┌──

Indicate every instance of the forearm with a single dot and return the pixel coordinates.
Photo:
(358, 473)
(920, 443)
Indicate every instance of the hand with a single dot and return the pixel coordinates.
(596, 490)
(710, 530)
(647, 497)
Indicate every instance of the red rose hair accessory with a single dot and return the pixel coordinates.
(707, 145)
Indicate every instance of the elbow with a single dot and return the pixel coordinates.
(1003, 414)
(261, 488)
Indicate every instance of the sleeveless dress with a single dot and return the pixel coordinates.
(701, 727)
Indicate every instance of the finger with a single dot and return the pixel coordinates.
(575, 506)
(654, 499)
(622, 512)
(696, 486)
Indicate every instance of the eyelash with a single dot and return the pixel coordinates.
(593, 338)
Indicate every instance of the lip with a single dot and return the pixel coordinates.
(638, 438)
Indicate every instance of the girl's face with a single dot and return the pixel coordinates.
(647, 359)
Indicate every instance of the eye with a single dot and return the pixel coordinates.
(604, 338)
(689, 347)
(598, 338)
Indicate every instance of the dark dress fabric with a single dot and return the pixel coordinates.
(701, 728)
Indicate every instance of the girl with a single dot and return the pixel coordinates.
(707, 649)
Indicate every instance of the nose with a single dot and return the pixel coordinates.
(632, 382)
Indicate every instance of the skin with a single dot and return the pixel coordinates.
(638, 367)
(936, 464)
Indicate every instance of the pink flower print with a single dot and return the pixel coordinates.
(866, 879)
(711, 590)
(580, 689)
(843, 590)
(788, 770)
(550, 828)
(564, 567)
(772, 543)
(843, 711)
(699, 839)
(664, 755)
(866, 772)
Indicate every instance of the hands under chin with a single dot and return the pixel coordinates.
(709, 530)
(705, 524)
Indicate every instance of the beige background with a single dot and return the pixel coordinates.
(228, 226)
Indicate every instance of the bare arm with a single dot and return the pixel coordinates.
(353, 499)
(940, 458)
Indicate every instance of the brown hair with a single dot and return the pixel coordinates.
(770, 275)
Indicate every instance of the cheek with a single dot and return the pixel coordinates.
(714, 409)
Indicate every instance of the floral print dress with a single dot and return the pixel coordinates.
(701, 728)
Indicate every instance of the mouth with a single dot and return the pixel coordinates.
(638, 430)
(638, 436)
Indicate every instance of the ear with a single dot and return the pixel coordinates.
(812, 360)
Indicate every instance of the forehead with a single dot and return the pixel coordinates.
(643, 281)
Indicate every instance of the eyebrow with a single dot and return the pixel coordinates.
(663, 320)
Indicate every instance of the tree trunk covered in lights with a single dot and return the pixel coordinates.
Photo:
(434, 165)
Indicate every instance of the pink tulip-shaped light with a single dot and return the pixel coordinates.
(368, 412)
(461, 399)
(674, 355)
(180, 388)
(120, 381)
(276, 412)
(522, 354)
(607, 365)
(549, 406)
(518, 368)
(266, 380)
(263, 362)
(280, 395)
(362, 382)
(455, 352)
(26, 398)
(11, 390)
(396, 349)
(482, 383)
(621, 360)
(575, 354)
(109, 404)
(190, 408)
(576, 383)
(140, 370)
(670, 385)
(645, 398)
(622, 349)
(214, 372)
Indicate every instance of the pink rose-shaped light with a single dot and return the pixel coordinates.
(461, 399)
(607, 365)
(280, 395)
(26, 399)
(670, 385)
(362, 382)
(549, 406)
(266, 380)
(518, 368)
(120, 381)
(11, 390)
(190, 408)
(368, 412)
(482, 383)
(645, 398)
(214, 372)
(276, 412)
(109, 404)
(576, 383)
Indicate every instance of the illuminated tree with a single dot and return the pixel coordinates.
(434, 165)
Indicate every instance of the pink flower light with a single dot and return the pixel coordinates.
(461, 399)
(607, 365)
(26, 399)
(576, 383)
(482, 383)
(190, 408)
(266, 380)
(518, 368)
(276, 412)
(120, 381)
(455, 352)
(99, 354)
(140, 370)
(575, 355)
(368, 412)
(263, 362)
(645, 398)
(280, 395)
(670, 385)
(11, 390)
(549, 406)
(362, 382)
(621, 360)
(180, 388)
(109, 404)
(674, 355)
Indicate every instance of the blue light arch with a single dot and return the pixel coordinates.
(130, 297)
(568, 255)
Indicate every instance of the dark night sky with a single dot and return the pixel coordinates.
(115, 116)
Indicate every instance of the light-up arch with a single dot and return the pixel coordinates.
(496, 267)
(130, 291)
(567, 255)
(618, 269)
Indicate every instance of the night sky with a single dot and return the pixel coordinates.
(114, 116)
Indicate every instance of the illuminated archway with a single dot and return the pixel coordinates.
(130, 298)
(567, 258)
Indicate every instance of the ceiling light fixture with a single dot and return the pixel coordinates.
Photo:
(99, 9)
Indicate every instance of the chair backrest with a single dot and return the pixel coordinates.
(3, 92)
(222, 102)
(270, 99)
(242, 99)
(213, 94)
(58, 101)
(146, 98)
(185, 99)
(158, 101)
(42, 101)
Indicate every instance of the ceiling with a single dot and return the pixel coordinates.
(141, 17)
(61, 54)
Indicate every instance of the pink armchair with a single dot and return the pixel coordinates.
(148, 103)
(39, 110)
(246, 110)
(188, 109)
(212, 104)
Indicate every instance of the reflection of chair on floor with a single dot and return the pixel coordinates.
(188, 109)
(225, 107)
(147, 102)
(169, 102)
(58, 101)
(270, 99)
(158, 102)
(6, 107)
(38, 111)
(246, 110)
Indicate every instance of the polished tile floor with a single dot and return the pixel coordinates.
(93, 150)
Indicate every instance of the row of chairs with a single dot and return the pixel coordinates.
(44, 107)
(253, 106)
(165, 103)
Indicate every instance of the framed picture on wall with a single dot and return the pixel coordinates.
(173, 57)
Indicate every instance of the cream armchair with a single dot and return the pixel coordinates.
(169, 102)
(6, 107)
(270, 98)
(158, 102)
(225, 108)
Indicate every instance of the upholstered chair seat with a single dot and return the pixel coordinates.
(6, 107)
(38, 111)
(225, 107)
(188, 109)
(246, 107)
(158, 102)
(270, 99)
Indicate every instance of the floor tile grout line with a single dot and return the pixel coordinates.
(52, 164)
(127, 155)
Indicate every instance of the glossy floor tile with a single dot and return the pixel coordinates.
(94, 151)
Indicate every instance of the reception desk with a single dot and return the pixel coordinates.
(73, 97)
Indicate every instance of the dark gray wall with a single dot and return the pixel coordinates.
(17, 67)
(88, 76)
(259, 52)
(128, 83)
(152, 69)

└──

_Exercise objective_
Repeat each record exactly, leaving nothing out.

_The reply_
Indicate every instance of the forearm with a single dot and return the pixel coordinates.
Photo:
(358, 473)
(920, 443)
Indicate every instance of the hand with a single dot and return the pixel coordinates.
(596, 490)
(710, 530)
(647, 497)
Indicate every instance of the red rose hair accessory with a single dot and return the pixel coordinates.
(707, 145)
Indicate every instance of the elbow with a single dot and return the pixel coordinates.
(1003, 414)
(261, 488)
Indicate every instance of the sleeveless dress with a single dot and return the pixel coordinates.
(701, 727)
Indicate every instance of the finger with a single dot and return the pixel coordinates.
(575, 506)
(654, 499)
(622, 512)
(696, 486)
Indicate every instance of the eyelash with a single dot and return the pixel coordinates.
(593, 338)
Indicate every instance of the lip with a single dot and return the pixel coordinates.
(638, 438)
Indicate every instance of the girl's face with a single dot and return the pixel coordinates.
(647, 359)
Indicate every instance of the eye with a single dot and return the pixel coordinates.
(604, 338)
(689, 347)
(598, 338)
Indicate every instance of the dark dress fabric with a single dot and return the pixel coordinates.
(701, 728)
Indicate every instance of the girl with a single dot and return the pixel coordinates.
(707, 649)
Indicate every instance of the nose with a single dot and return the pixel coordinates.
(632, 382)
Indicate every instance of the skin with a single dot and return the pixel coordinates.
(638, 367)
(936, 464)
Indicate every instance of the pink flower print with a single dot and return the pixel coordinates.
(866, 879)
(711, 590)
(580, 689)
(843, 590)
(788, 770)
(550, 828)
(564, 567)
(772, 543)
(843, 711)
(699, 839)
(664, 755)
(866, 772)
Indicate every instance of the hands under chin with a single dot and return the pixel coordinates.
(709, 530)
(705, 524)
Indicate every instance of the beige background with a single dot and return the pixel coordinates.
(228, 226)
Indicate every instance of the bare arm with a single dot and return the pixel coordinates.
(353, 499)
(940, 458)
Indicate every instance of the brown hair with a single dot and return the pixel coordinates.
(770, 275)
Indicate every instance of the cheek with a single dot and return the pixel coordinates.
(714, 409)
Indicate every instance of the floral print dress with a single dot and return the pixel coordinates.
(701, 728)
Indicate every instance of the mouth with a single dot and return the pixel coordinates.
(638, 430)
(638, 436)
Indicate every instance of the ear with a single dot and return the pixel coordinates.
(812, 360)
Indicate every instance of the forehead with a single dot and return the pixel coordinates.
(643, 281)
Indicate every instance of the eyebrow with a single dot and return the pixel coordinates.
(663, 320)
Indicate every instance of the tree trunk covered in lights with a single dot and return the pixel coordinates.
Photo:
(434, 165)
Indicate every instance of the pink tulip-shaped light with a single dot and return the pixel coordinates.
(368, 412)
(461, 399)
(674, 355)
(180, 388)
(120, 381)
(276, 412)
(522, 354)
(607, 365)
(549, 406)
(518, 368)
(266, 380)
(263, 362)
(280, 395)
(362, 382)
(455, 352)
(26, 398)
(11, 390)
(396, 349)
(482, 383)
(621, 360)
(575, 354)
(109, 404)
(190, 408)
(576, 383)
(140, 370)
(670, 385)
(645, 398)
(622, 349)
(214, 372)
Indicate every instance of the pink rose-shaped light with a single dot and return the pixel coordinates.
(461, 399)
(607, 365)
(280, 395)
(26, 399)
(670, 385)
(362, 382)
(549, 406)
(266, 380)
(518, 368)
(120, 381)
(11, 390)
(190, 408)
(368, 412)
(482, 383)
(645, 398)
(214, 372)
(276, 412)
(109, 404)
(576, 383)
Indicate every instance of the illuminated tree with a single dot and return the pixel coordinates.
(434, 165)
Indicate every instance of the pink flower light with a single dot and return the pixel coordinates.
(461, 399)
(607, 365)
(26, 399)
(576, 383)
(482, 383)
(190, 408)
(266, 380)
(518, 368)
(276, 412)
(120, 381)
(455, 352)
(99, 354)
(140, 370)
(575, 355)
(368, 412)
(263, 362)
(645, 398)
(280, 395)
(670, 385)
(11, 390)
(549, 406)
(362, 382)
(621, 360)
(180, 388)
(109, 404)
(674, 355)
Indicate every instance of the blue light arch with a single dot and return the pixel coordinates.
(130, 297)
(568, 255)
Indicate every instance of the dark night sky with a single dot and return the pixel coordinates.
(115, 116)
Indicate every instance of the light-up arch with a single dot and return the pixel coordinates.
(496, 267)
(130, 291)
(567, 255)
(618, 269)
Indicate every instance of the night sky with a single dot and return the pixel coordinates.
(114, 116)
Indicate every instance of the illuminated archway with a single dot and return the pixel coordinates.
(130, 298)
(567, 258)
Indicate every instance of the ceiling light fixture with a single dot and return the pixel coordinates.
Photo:
(99, 9)
Indicate every instance of the chair backrest with a single dot and return the pixel coordinates.
(3, 92)
(222, 102)
(270, 99)
(242, 99)
(213, 94)
(58, 101)
(146, 98)
(185, 99)
(158, 101)
(42, 101)
Indicate every instance of the ceiling with a single dot and return the pixel coordinates.
(141, 17)
(61, 54)
Indicate every instance of the pink armchair with a single dot and return the pixel coordinates.
(148, 103)
(39, 110)
(246, 110)
(188, 109)
(212, 104)
Indicate every instance of the reflection of chair on floor with a single dot and return the pixel coordinates.
(188, 109)
(225, 107)
(147, 102)
(169, 102)
(58, 101)
(270, 99)
(158, 102)
(6, 107)
(38, 111)
(246, 110)
Indicate every instance of the polished tile floor with a single dot and return the pixel coordinates.
(93, 150)
Indicate every instance of the row of chairs with a single dot and return the pixel coordinates.
(44, 107)
(253, 106)
(165, 103)
Indicate every instance of the framed picture on wall with a single dot and return the pixel coordinates.
(173, 57)
Indicate every instance of the cream armchair with a single dot and return the pixel coordinates.
(169, 102)
(6, 107)
(270, 98)
(158, 102)
(225, 108)
Indicate every instance of the upholstered chair seat with a single dot and return the pixel coordinates.
(6, 107)
(38, 111)
(225, 107)
(188, 109)
(246, 107)
(158, 102)
(270, 99)
Indicate every instance of the floor tile grout line with a single dot and return the pixel coordinates.
(52, 164)
(127, 155)
Indicate every instance of the glossy floor tile with a single dot and return the pixel coordinates.
(94, 151)
Indicate every instance of the reception desk with a single dot and return the pixel coordinates.
(73, 97)
Indicate every instance of the dark gray wall with a single dot and return the pixel coordinates.
(17, 67)
(88, 76)
(259, 52)
(128, 83)
(152, 69)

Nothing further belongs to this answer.